__Exercise goal__.
Go on with the securities filing text below, picking up right after its final sentence, which ends "each person is a citizen of Finland."

To the knowledge of the Reporting Persons, there are no shares of Common Stock
which are beneficially owned by any other person referred to in Schedule 1
hereto.

          Except as set forth herein, to the knowledge of the Reporting Persons,
neither the Reporting Persons nor any other person referred to in Schedule 1
hereto beneficially owns or has acquired or disposed of any shares of Common
Stock during the past 60 days.


                                  Page 6 of 12



ITEM 6.  CONTRACTS, ARRANGEMENTS, UNDERSTANDINGS OR RELATIONSHIPS WITH RESPECT
         TO SECURITIES OF THE ISSUER.

          See Item 4 and the exhibits filed under Item 7 hereof, which are
incorporated herein by reference.

          Except for the agreements described in Item 4, neither the Reporting
Persons nor, to the knowledge of the Reporting Persons, any of the persons
listed on Schedule 1 attached hereto, has any contract, arrangement,
understanding or relationship with any other person with respect to any
securities of the Company, including, but not limited to transfer or voting of
any of the securities, finder's fees, joint ventures, loan or option
arrangements, puts or calls, guarantees of profits, division of profits or loss,
or the giving or withholding of proxies.

ITEM 7.  MATERIAL TO BE FILED AS EXHIBITS.

Exhibit A.     Agreement of Joint Filing, dated July 9, 2001, by and between
               Nokia Finance International B.V. and Nokia Corporation.

Exhibit B      Common Stock and Warrant Purchase Agreement between F5 Networks,
               Inc. and Nokia Finance International B.V., dated June 26, 2001.

Exhibit C      Investor's Rights Agreement between F5 Networks, Inc. and Nokia
               Finance International B.V., dated June 26, 2001.

Exhibit D      Common Stock Purchase Warrant of F5 Networks, Inc., dated June
               26, 2001.


                                  Page 7 of 12




                                    SIGNATURE

          After reasonable inquiry and to the best of my knowledge and belief, I
certify that the information set forth in this Statement is true, complete and
correct.


July 9, 2001

                                          NOKIA FINANCE INTERNATIONAL B.V.



                                          By  /s/  Ursula Ranin
                                          --------------------------------------
                                          Name: Ursula Ranin
                                          Title:  Director


                                          By  /s/  Hannu Mustonen
                                          --------------------------------------
                                          Name: Hannu Mustonen
                                          Title:  Director



                                          NOKIA CORPORATION



                                          By  /s/  Ursula Ranin
                                          --------------------------------------
                                          Name: Ursula Ranin
                                          Title:  Vice President and
                                                  General Counsel


                                          By  /s/  Hannu Mustonen
                                          --------------------------------------
                                          Name: Hannu Mustonen
                                          Title:  Director and
                                                  Head of Corporate Tax Planning


                                  Page 8 of 12




                                   SCHEDULE 1


              DIRECTORS AND EXECUTIVE OFFICERS OF NOKIA CORPORATION


          The following table sets forth the name and present principal
occupation or employment, and the name, principal business and address of any
corporation or other organization in which such occupation or employment is
conducted of each director and executive officer of Nokia Corporation. Unless
otherwise indicated, the business address of each such person is c/o Nokia
Corporation Keilalahdentie 4, P.O. Box 226, FIN-00045 Nokia Group, Finland and
each person is a citizen of Finland.

Image point annotation items
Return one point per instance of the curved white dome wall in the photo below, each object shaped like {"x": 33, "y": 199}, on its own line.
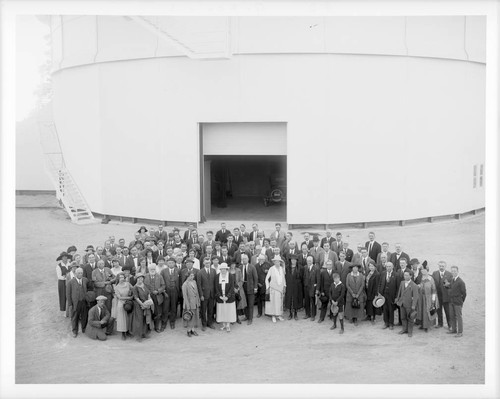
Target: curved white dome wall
{"x": 369, "y": 137}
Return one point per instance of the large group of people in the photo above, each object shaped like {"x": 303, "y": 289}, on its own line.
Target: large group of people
{"x": 216, "y": 280}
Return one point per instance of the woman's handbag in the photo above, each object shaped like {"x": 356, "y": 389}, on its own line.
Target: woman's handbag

__Result below__.
Name                                  Present Principal Occupation or Employment
----                                  ------------------------------------------
Board of Directors
------------------

Jorma Ollila .......................  Chairman and CEO, and Chairman of the
                                      Group Executive Board of Nokia
                                      Corporation.

                                      Member of the Board of Directors of Ford
                                      Motor Company, Otava Books and Magazines
                                      Group Ltd and UPM-Kymmene Corporation.
                                      Deputy Chairman of the Board of the
                                      Confederation of Finnish Industry and
                                      Employers and member of The European Round
                                      Table of Industrialists.

Paul J. Collins ....................  Vice Chairman of the Board of Directors of
Citizenship:  United States           Nokia Corporation.

                                      Member of the Board of Directors of BG
                                      Group, Genuity Corporation and
                                      Kimberly-Clark Corporation.

Georg Ehrnrooth ....................  Chairman of the Board of Directors of Assa
                                      Abloy Corporation, Sanitec Corporation and
                                      Varma-Sampo Mutual Pension Insurance
                                      Company, and member of the Board of
                                      Directors of Oy Karl Fazer Ab, Rautaruukki
                                      Group, Sandvik AB, Sampo plc and Wartsila
                                      Corporation. Chairman of The Centre for
                                      Finnish Business and Policy Studies (EVA).

Dr. Bengt Holmstrom ................  Paul A. Samuelson Professor of Economics
                                      at MIT, joint appointment at the MIT Sloan
                                      School of Management.

                                      Member of the Board of Directors of
                                      Kuusakoski Oy. Member of the American
                                      Academy of Arts and Sciences and Foreign
                                      member of The Royal Swedish Academy of


                                  Page 9 of 12



                                      Sciences.

Robert F.W. vanOordt ...............  Chairman of the Supervisory Board of
Citizenship:  The Netherlands         Rodamco Europe N.V.

                                      Member of the Board of Directors of Fortis
                                      Bank N.V., Schering-Plough Corporation and
                                      N.V. Union Miniere S.A. and member of the
                                      Supervisory Board of Draka Holding N.V.

Marjorie Scardino ..................  Chief Executive Officer and member of the
Citizenship:  United States           Board of Directors of States Pearson plc.


                                      Member of the Board of Directors of
                                      ConAgra, Inc.

Vesa Vainio ........................  Chairman of the Board of Directors of
                                      Nordea plc.

                                      Chairman of the Board of Directors of
                                      UPM-Kymmene Corporation and Vice Chairman
                                      of the Board of Directors of Wartsila
                                      Corporation. Chairman of the Board of The
                                      Central Chamber of Commerce of Finland.

Arne Wessberg ......................  President of Yleisradio Oy (Finnish
                                      Broadcasting Company).

                                      Chairman of the Board of Directors of
                                      Digita Oy. President of the European
                                      Broadcasting Union (EBU) and member of the
                                      Board of Directors of the International
                                      Council of NATAS and the Confederation of
                                      Finnish Industry and Employers.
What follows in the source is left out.